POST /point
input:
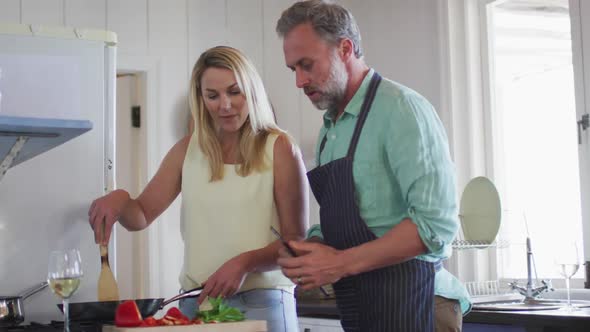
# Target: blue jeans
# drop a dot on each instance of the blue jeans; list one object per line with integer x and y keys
{"x": 275, "y": 306}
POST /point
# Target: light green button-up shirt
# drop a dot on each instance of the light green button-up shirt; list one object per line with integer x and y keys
{"x": 402, "y": 169}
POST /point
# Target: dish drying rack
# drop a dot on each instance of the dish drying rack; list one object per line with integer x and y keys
{"x": 460, "y": 244}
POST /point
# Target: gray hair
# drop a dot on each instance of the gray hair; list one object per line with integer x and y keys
{"x": 330, "y": 21}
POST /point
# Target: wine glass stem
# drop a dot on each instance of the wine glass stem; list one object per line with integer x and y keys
{"x": 567, "y": 287}
{"x": 66, "y": 315}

What is required
Write every entry again exactly as given, skipping the pictures.

Output for this task
POST /point
input:
# Target: blue jeans
# drop a dot on each instance of the blue jeans; list one object per line with integer x and y keys
{"x": 275, "y": 306}
POST /point
# Target: light green button-up shirt
# drop a dot on each instance of the light green button-up shirt; list one object per line with integer x and y keys
{"x": 402, "y": 169}
POST /point
# Target: dish drying rack
# drop a dot on each instance of the dish drying rack; list one object per line with integer x and y keys
{"x": 460, "y": 244}
POST /point
# Target: gray hair
# drop a dot on each instance of the gray hair; list one object per line with integer x and y keys
{"x": 330, "y": 21}
POST /point
# Target: wine glass stem
# drop a dot on each instance of the wine glass stem; list one object per line with integer x and y keys
{"x": 567, "y": 287}
{"x": 66, "y": 315}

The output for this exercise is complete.